Collected data entries:

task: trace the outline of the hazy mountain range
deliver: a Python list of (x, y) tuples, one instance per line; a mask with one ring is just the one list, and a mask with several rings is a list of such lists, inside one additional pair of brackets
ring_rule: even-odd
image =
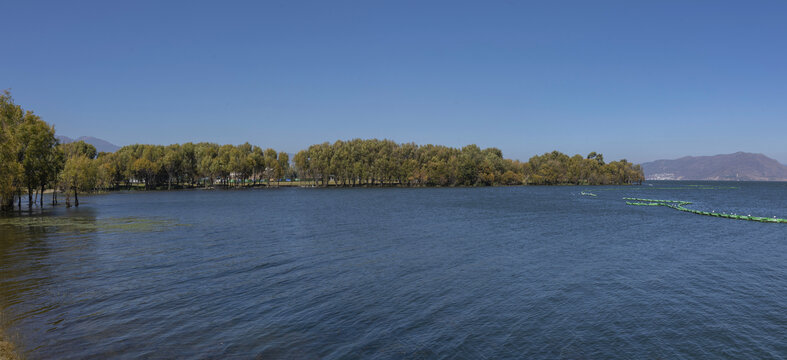
[(642, 164), (647, 180), (787, 181), (787, 166), (763, 154), (686, 156)]
[(120, 146), (112, 144), (106, 140), (94, 138), (92, 136), (80, 136), (76, 139), (72, 139), (68, 136), (57, 136), (57, 139), (60, 140), (61, 144), (68, 144), (74, 141), (82, 140), (90, 145), (95, 146), (98, 152), (115, 152), (118, 151), (118, 149), (120, 149)]

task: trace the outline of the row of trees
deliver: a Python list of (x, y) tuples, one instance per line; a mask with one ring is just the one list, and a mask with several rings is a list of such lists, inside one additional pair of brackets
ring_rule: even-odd
[(605, 163), (601, 154), (569, 157), (553, 151), (527, 162), (503, 158), (496, 148), (468, 145), (397, 144), (390, 140), (336, 141), (298, 152), (291, 167), (287, 153), (245, 143), (130, 145), (97, 153), (84, 142), (59, 144), (55, 129), (31, 111), (0, 95), (0, 209), (21, 207), (23, 192), (32, 205), (43, 194), (66, 194), (79, 206), (79, 192), (196, 186), (272, 185), (301, 177), (321, 186), (485, 186), (631, 184), (644, 180), (639, 165)]
[(15, 195), (21, 203), (23, 188), (32, 194), (55, 181), (63, 166), (56, 144), (53, 127), (15, 105), (8, 91), (0, 95), (0, 209), (13, 207)]
[[(92, 190), (98, 178), (96, 148), (84, 142), (59, 144), (55, 129), (32, 111), (14, 104), (8, 91), (0, 95), (0, 210), (9, 210), (14, 199), (22, 206), (22, 191), (28, 203), (44, 204), (44, 190), (59, 189), (79, 206), (77, 191)], [(57, 203), (57, 192), (52, 192)]]
[(194, 187), (256, 185), (290, 175), (289, 155), (248, 143), (218, 145), (131, 145), (98, 153), (83, 141), (59, 144), (55, 129), (31, 111), (0, 95), (0, 210), (28, 204), (43, 206), (44, 192), (66, 194), (66, 205), (79, 206), (79, 192), (141, 186)]
[(301, 176), (322, 186), (606, 185), (645, 179), (639, 165), (625, 159), (605, 163), (595, 152), (569, 157), (553, 151), (520, 162), (503, 158), (497, 148), (377, 139), (312, 145), (297, 153), (294, 162)]
[(290, 174), (290, 159), (285, 152), (263, 150), (249, 143), (218, 145), (185, 143), (168, 146), (130, 145), (96, 158), (99, 183), (103, 189), (129, 187), (134, 183), (146, 189), (166, 186), (195, 187), (271, 185)]

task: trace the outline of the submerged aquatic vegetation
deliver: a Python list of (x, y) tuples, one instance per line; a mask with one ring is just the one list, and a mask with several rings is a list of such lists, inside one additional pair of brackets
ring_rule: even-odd
[(0, 329), (0, 359), (2, 360), (18, 360), (19, 355), (16, 352), (16, 347), (13, 343), (8, 341), (3, 334), (3, 329)]
[(141, 218), (89, 218), (73, 216), (14, 216), (0, 218), (0, 226), (43, 229), (55, 232), (152, 232), (184, 226), (173, 220)]

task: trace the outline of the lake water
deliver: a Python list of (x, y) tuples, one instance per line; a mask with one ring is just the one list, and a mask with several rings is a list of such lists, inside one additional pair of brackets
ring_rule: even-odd
[(624, 196), (787, 218), (787, 183), (84, 196), (0, 219), (0, 325), (30, 359), (787, 357), (787, 224)]

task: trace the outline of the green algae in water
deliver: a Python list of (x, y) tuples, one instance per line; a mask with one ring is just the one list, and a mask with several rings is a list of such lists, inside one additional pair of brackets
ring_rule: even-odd
[(0, 226), (34, 228), (54, 232), (154, 232), (185, 225), (168, 219), (134, 216), (100, 219), (70, 216), (18, 216), (0, 218)]

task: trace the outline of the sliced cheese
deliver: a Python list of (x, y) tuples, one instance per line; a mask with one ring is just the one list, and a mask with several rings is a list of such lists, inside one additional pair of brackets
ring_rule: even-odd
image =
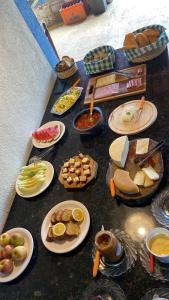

PROMPT ▸
Omit every image. Quote each record exactly.

SOLUTION TO THE EXERCISE ▸
task: trace the outline of the hazy mountain range
deliver: a Python list of (x, y) tuples, one instance per line; a mask with one ring is just the one list, and a mask with several rings is a list of such lists, inside one additional pair of brackets
ring_rule: even-odd
image =
[(642, 164), (647, 180), (787, 181), (787, 166), (763, 154), (686, 156)]
[(120, 146), (112, 144), (106, 140), (94, 138), (92, 136), (80, 136), (76, 139), (72, 139), (68, 136), (57, 136), (57, 139), (60, 140), (61, 144), (68, 144), (74, 141), (82, 140), (90, 145), (95, 146), (98, 152), (115, 152), (118, 151), (118, 149), (120, 149)]

task: trace the outline of the row of trees
deliver: a Python list of (x, y) tuples, one instance per line; a mask with one ring is just the one list, and a mask with several rings is a list of such lists, inside one additional pair of brackets
ring_rule: even-odd
[(605, 163), (601, 154), (569, 157), (553, 151), (527, 162), (503, 158), (496, 148), (468, 145), (397, 144), (390, 140), (336, 141), (298, 152), (291, 167), (287, 153), (245, 143), (130, 145), (97, 153), (84, 142), (59, 144), (55, 129), (31, 111), (0, 95), (0, 209), (21, 207), (23, 192), (32, 205), (43, 194), (66, 194), (79, 206), (79, 192), (196, 186), (272, 185), (301, 177), (321, 186), (485, 186), (631, 184), (644, 180), (639, 165)]
[(15, 195), (21, 203), (23, 188), (32, 194), (55, 181), (63, 166), (56, 144), (53, 127), (15, 105), (8, 91), (0, 95), (0, 209), (13, 207)]
[[(92, 190), (98, 178), (96, 148), (84, 142), (59, 144), (55, 129), (32, 111), (14, 104), (8, 91), (0, 95), (0, 210), (9, 210), (14, 199), (22, 206), (22, 191), (28, 203), (44, 204), (44, 190), (59, 189), (79, 206), (77, 191)], [(57, 203), (57, 192), (52, 192)]]
[(194, 187), (256, 185), (290, 175), (289, 155), (248, 143), (218, 145), (131, 145), (98, 153), (83, 141), (59, 144), (55, 129), (31, 111), (0, 95), (0, 210), (28, 204), (43, 206), (44, 192), (66, 194), (66, 205), (79, 206), (79, 192), (141, 186)]
[(301, 176), (322, 186), (606, 185), (645, 179), (639, 165), (625, 159), (605, 163), (595, 152), (569, 157), (553, 151), (520, 162), (503, 158), (497, 148), (377, 139), (312, 145), (297, 153), (294, 162)]
[(290, 174), (290, 159), (285, 152), (263, 150), (249, 143), (218, 145), (185, 143), (168, 146), (130, 145), (96, 158), (99, 183), (103, 189), (129, 187), (134, 183), (146, 189), (166, 186), (195, 187), (271, 185)]

task: trace the outline of the submerged aquatic vegetation
deliver: a Python list of (x, y) tuples, one instance per line; a mask with one ring is just the one list, and a mask with several rings is a list of such lists, inside one additional pair of brackets
ring_rule: even-odd
[(0, 329), (0, 359), (2, 360), (18, 360), (19, 355), (16, 352), (16, 347), (13, 343), (8, 341), (3, 334), (3, 329)]
[(141, 218), (89, 218), (73, 216), (14, 216), (0, 218), (0, 226), (43, 229), (55, 232), (152, 232), (184, 226), (173, 220)]

task: trace the outline of the lake water
deliver: a Python list of (x, y) tuples, one instance per line; a mask with one ring is just the one list, and a mask with several rings is a list of such lists, inside one additional pair of brackets
ring_rule: even-odd
[(624, 196), (787, 218), (787, 183), (84, 196), (0, 219), (0, 325), (30, 359), (787, 357), (787, 224)]

task: trace the outline of the green algae in water
deliver: a Python list of (x, y) tuples, one instance per line; a mask with one ring is just the one list, and a mask with several rings is a list of such lists, inside one additional pair of brackets
ring_rule: even-odd
[(0, 226), (34, 228), (54, 232), (154, 232), (185, 225), (168, 219), (134, 216), (100, 219), (70, 216), (18, 216), (0, 218)]

task: trace the outline of the sliced cheese
deliver: a Python list of (x, y) tuples, one instance per line; a mask with one ring is just the one list, and a mask with several rings is a list of such lists, inside one additional pair of brackets
ring_rule: even-odd
image =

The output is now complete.